* _Fragmento del documento_
++++++++

VIERNES
29 DE DICIEMBRE
1. TEXTO
Lucas 2,22-35
22 Cuando
llegó el tiempo de la purificación de María, según la ley de Moisés, llevaron a
Jesús a Jerusalén, para presentarlo al Señor 23 (de acuerdo con lo
escrito en la ley del Señor: “Todo primogénito varón será consagrado al Señor”)
24 y para entregar la oblación (como dice la ley del Señor. “Un par
de tórtolas o dos pichones”).
25 Vivía
entonces en Jerusalén un hombre llamado Simeón, hombre honrado y piadoso, que
aguardaba el consuelo de Israel; y el Espíritu Santo moraba en él.
26 Había
recibido un oráculo del Espíritu Santo: que no vería la muerte antes de ver al
Mesías del Señor 27 Impulsado por el Espíritu Santo, fue al templo.
Cuando entraban con el niño Jesús sus padres (para
cumplir con él lo previsto por la ley) ,28 Simeón lo tomó en brazos
y bendijo a Dios diciendo:
29“Ahora,
Señor, según tu promesa,
puedes dejar a tu siervo irse en paz;
30 porque
mis ojos han visto a tu Salvador,
31 a
quien has presentado ante todos los pueblos:
32 luz
para alumbrar a las naciones,
y gloria de tu pueblo, Israel”.
33 José y
María, la madre de Jesús, estaban admirados por lo que se decía del niño.

++++++++

Filas de un conjunto de datos:
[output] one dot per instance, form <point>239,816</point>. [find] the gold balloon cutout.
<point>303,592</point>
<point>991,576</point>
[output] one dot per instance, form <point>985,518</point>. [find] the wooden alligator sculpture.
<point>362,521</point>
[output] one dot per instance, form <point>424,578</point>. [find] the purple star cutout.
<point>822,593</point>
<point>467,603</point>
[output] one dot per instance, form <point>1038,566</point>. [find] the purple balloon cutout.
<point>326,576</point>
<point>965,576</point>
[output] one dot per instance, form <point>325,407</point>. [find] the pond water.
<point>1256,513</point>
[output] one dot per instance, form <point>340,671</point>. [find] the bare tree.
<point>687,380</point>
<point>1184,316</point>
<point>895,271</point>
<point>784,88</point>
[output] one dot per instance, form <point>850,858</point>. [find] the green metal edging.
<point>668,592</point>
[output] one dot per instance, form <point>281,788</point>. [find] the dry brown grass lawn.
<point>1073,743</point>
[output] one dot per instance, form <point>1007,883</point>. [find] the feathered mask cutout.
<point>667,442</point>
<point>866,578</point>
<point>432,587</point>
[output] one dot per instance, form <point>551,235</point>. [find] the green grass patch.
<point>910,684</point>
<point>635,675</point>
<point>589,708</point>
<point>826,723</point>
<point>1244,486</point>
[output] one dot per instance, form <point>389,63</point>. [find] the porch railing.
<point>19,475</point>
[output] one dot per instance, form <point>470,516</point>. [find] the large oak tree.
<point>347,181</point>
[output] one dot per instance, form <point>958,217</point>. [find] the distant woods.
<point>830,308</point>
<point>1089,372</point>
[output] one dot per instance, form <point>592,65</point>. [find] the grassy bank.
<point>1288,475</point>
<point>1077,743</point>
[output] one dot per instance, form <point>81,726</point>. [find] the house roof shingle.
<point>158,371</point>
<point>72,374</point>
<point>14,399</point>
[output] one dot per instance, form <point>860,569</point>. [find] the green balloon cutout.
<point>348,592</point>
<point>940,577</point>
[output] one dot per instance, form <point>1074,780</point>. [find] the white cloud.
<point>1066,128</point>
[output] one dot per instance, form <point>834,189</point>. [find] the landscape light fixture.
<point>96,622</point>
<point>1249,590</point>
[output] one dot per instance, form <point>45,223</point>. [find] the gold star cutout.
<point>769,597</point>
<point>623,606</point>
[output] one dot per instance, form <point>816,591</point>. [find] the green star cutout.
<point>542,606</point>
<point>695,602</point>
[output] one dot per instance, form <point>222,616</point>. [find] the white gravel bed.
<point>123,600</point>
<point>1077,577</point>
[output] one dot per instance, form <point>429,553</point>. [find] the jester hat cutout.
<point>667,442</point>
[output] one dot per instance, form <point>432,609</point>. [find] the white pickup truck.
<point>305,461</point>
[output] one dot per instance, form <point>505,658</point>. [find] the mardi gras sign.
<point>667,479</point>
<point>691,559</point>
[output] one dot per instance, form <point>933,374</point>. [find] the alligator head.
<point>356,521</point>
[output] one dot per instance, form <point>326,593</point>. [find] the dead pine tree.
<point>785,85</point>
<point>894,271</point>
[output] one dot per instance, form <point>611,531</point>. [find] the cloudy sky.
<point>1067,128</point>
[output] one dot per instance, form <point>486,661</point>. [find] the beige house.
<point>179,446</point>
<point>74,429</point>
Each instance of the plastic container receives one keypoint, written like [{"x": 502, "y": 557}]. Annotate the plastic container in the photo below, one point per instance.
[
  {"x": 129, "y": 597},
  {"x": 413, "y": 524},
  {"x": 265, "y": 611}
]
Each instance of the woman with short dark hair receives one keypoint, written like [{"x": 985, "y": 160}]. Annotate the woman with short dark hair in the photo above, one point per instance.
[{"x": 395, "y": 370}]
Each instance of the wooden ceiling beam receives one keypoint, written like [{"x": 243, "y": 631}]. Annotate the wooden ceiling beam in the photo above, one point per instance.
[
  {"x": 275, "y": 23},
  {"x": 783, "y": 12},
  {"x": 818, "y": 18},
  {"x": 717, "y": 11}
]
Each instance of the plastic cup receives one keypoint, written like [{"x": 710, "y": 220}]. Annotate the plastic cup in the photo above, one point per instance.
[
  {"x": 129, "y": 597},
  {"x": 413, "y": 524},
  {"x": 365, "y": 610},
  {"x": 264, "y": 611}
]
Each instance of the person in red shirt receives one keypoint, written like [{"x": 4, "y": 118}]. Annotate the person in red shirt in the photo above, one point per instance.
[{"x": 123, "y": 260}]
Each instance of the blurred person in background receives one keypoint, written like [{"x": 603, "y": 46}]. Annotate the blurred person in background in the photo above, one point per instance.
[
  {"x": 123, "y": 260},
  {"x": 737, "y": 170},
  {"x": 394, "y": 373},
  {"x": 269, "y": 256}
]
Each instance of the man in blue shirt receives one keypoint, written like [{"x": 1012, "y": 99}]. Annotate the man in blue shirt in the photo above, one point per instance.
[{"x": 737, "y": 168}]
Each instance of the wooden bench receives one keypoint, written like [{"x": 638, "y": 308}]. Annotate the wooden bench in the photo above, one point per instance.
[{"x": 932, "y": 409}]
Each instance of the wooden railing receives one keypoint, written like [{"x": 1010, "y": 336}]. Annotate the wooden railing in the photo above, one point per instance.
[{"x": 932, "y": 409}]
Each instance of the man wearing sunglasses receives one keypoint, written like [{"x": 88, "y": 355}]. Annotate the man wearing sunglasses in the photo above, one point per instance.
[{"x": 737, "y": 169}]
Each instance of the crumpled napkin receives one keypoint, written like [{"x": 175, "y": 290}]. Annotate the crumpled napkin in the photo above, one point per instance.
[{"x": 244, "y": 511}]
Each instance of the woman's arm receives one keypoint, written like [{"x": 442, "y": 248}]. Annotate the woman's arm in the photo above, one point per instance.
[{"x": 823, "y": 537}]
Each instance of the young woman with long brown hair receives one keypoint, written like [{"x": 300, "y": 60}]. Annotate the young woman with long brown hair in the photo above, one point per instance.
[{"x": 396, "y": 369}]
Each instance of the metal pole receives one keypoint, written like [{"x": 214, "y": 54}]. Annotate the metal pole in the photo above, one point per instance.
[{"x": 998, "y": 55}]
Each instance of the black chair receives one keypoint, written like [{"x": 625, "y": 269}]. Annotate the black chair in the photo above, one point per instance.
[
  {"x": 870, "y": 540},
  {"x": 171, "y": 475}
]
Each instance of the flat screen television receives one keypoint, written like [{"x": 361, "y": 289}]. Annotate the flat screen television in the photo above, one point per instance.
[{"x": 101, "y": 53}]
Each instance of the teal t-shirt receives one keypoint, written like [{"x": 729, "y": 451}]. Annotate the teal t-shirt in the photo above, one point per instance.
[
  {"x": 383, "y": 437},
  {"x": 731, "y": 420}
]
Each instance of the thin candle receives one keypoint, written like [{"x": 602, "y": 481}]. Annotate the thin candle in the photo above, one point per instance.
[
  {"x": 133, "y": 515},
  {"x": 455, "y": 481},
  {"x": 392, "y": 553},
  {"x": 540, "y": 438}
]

++++++++

* _Lista de tareas_
A: Según el pasaje de Lucas, ¿cómo se llamaba el hombre honrado y piadoso que vivía entonces en Jerusalén?
B: Reproduce palabra por palabra el tramo del pasaje de Lucas que va desde "24 y para entregar" hasta "fue al templo.".
Los ítems son un material independiente del pasaje de Lucas.

* _Resultados del ejercicio_
A: Se llamaba Simeón.

B:
24 y para entregar la oblación (como dice la ley del Señor. “Un par
de tórtolas o dos pichones”).
25 Vivía
entonces en Jerusalén un hombre llamado Simeón, hombre honrado y piadoso, que
aguardaba el consuelo de Israel; y el Espíritu Santo moraba en él.
26 Había
recibido un oráculo del Espíritu Santo: que no vería la muerte antes de ver al
Mesías del Señor 27 Impulsado por el Espíritu Santo, fue al templo.